begin TEXT PASSAGE

Khalil Miqdad, a Qatar-based researcher focusing on the affairs of jihadist groups, told Al-Monitor, “The IS organization wants to prove through this attack that it is following the orders of its leadership as far as prisoners are concerned in order to prove that it did not abandon them. Such a strategy can have great positive psychological and moral effects on the group’s members.”

He said, “After it lost its last stronghold in Baghouz, the organization sought to rearrange its cards, including its leadership and combat strategy. IS considers that each battle goes through three stages, which are attrition, wall demolition and then controlling some important positions. And this is its current strategy.”

Miqdad noted, “Attrition is carried out based on the surrounding circumstances through groups striking in separate places, continuously and intensively. These groups are tightly intertwined and difficult to dissolve and penetrate. They enjoy relative independence in terms of the decision to attack, withdraw and choose the target. Their aim is to strike the enemy’s resources, namely its financial and human capabilities, by targeting valuable and important equipment and carrying out assassinations against informants and prominent leaders, in addition to constant ambushes and attacks.”

end TEXT PASSAGE

-- TASK STATEMENT --
Can you extend the passage quoting Khalil Miqdad on the Islamic State's battle strategy, starting right after its last sentence?

begin INFORMATION PROVIDED

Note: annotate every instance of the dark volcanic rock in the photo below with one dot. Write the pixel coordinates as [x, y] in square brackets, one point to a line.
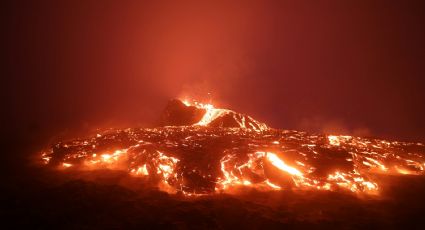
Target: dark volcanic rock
[176, 113]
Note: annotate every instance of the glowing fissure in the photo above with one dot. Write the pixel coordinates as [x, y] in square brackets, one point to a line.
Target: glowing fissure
[182, 158]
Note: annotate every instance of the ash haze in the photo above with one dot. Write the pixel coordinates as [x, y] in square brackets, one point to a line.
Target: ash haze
[350, 67]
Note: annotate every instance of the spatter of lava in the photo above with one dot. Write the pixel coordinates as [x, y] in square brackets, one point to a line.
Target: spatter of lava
[201, 158]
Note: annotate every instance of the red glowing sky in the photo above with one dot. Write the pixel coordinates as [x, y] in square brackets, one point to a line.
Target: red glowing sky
[335, 66]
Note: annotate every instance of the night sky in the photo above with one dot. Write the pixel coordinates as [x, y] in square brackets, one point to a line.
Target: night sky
[348, 67]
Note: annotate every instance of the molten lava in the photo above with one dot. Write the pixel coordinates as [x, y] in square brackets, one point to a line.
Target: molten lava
[221, 150]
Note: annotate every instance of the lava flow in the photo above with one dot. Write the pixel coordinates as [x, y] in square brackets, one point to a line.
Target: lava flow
[200, 150]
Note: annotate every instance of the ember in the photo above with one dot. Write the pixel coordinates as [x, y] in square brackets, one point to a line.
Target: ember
[225, 150]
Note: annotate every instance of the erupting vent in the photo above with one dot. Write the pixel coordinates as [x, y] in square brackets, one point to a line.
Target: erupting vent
[208, 150]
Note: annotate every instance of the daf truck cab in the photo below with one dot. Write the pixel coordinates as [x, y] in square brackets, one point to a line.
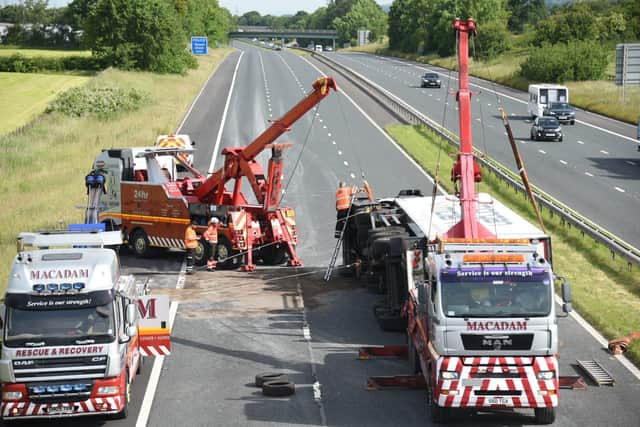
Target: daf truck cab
[542, 95]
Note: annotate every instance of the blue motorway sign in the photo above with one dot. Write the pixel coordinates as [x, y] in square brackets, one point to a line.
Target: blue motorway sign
[199, 45]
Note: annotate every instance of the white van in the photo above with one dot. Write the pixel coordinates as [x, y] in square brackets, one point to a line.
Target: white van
[541, 95]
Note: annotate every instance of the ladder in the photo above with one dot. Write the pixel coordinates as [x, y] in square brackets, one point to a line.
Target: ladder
[95, 188]
[596, 372]
[336, 250]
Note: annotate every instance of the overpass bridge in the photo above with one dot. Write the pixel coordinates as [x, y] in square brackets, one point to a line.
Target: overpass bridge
[312, 36]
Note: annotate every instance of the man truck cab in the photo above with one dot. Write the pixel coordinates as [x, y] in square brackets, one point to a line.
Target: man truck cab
[542, 95]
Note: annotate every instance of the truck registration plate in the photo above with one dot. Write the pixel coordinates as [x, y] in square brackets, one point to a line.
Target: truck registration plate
[494, 400]
[60, 410]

end INFORMATION PROVIDED

-- RESPONSE FOR THIS EXERCISE --
He stressed that several factors helped IS in its latest operation, the most important of which was the members’ commitment to the leadership’s instructions to free prisoners, and the experience they gained from several attempts to storm prisons in Iraq, all the while drawing lessons from previous failed attempts to free the prisoners of the Ghweran prison, he added. 

Raed al-Hamid, an Erbil-based journalist and researcher, told Al-Monitor, “Among the most important strategies of IS is storming prisons and releasing detainees, but this is no longer as easy as it was in 2013 when IS succeeded in storming Abu Ghraib prison, west of Baghdad. The IS attack in Hasakah may have repercussions on IS’ presence and activities in Iraq, as IS militants who have managed to escape from Al-Sinaa prison in Hasakah might cross the border into Iraq.”

He said, “However, IS is no longer as strong as it was in 2014, as it has lost many of its leaders and members, let alone its military capabilities. It also lost its ability to move in numbers large enough to break into or attack Iraqi prisons.”